Assigned task 1 —
Do these statements about the interview transcript agree with it? Answer yes or no for each, and quote the words of the transcript that decide it.
(a) The study by Moayedi and her colleagues was published in the New England Journal.
(b) The Texas attorney general said the laws from the 1800s would take effect only after a delay.
(c) Abortion funds in Texas kept helping people travel out of state.
Assigned task 2 — Write out the part of the interview transcript from "MARTIN: That's Dr." up to and including "having me, Michel.", word for word.

Quoted passage —
MOAYEDI: Yeah. So we do have this trigger ban, but I - it's also important for folks to know that there are many states, including Texas, that actually have pre-Roe bans from the 1800s that remain on the books and were only overturned through Roe v. Wade. Yesterday, the Texas attorney general made a statement implying that these laws from the 1800s are actually immediately effective. And so what we've seen in our state, actually, as of yesterday, is that abortion funds halted their work in assisting people to get out of state and that clinics halted their work immediately as well. And that's because they have signaled that they plan on arresting us.
What does that mean in the day to day? Someone right now who is pregnant and maybe isn't even considering an abortion at all but has a pregnancy-related complication is going to be forced to reach the point of death before someone will intervene.
MARTIN: Are you concerned about women who have complications of pregnancy that result in miscarriage? That - and I'm wondering if women in your practice who have high-risk pregnancies, who - that they would like to carry to term are worried about being scrutinized or prosecuted because of some condition that results in miscarriage, particularly later in pregnancy. Is that a concern that you and your colleagues are talking about? And if so, what is your - how will you deal with that?
MOAYEDI: My colleagues at Texas Policy Evaluation Project and I, we have been actually studying this for the past several years. And just this week, we published one of our first studies outlining some of the details of what providers and patients have said, and that was published in the New England Journal this week. What we found is that people are being offered substandard care because of how abortion restrictions also regulate the care of pregnancy in general.
People were told with ruptured membranes, so a miscarriage but later in pregnancy, prior to viability - their bag of water has broken. There is no way to save the pregnancy, but they were told that they were better off leaving the hospital, getting on a plane and flying to another state. And it's unconscionable that physicians are being forced, health care providers are being forced to provide substandard pregnancy care in our state because of abortion laws.
MARTIN: Before we let you go, there are different perspectives within the medical field about this. There are - obviously there's a whole group of physicians who refuse to perform abortions who do actively believe that this is wrong and should be outlawed. And I'm just wondering if there have been any conversations within the medical field, you know, about this, given all the things that you talk about, given for - even from a health equity perspective, like the Black maternal mortality rate being so high in the United States compared to peer economy countries and things of that sort. And I just wonder, within your field, have conversations taken place with people who do have a very different perspective? Or at this point, has everything been said that people are going to say to each other?
MOAYEDI: I guess what I would say is that, yeah, there are physicians that are completely racist. There are physicians that don't think COVID exists, and there are physicians that don't think abortion is lifesaving. But our field is about evidence and the application of science. And so sure, there are people that hold extremist ideologies, and it's important not to give weight to those sorts of beliefs just because they're physicians. Physicians are wrong, too.
MARTIN: That's Dr. Ghazaleh Moayedi. She is an OB-GYN in Texas. Dr. Moayedi, thank you so much for talking with us once again and sharing your expertise and your professional experience with us.
MOAYEDI: Thank you for having me, Michel.

Recorded data —
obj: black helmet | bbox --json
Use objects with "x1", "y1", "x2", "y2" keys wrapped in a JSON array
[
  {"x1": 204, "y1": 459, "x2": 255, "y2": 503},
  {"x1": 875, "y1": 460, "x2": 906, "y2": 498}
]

Result 1 —
(a) Yes: "that was published in the New England Journal this week."
(b) No: "made a statement implying that these laws from the 1800s are actually immediately effective."
(c) No: "abortion funds halted their work in assisting people to get out of state"

Result 2 —
MARTIN: That's Dr. Ghazaleh Moayedi. She is an OB-GYN in Texas. Dr. Moayedi, thank you so much for talking with us once again and sharing your expertise and your professional experience with us.
MOAYEDI: Thank you for having me, Michel.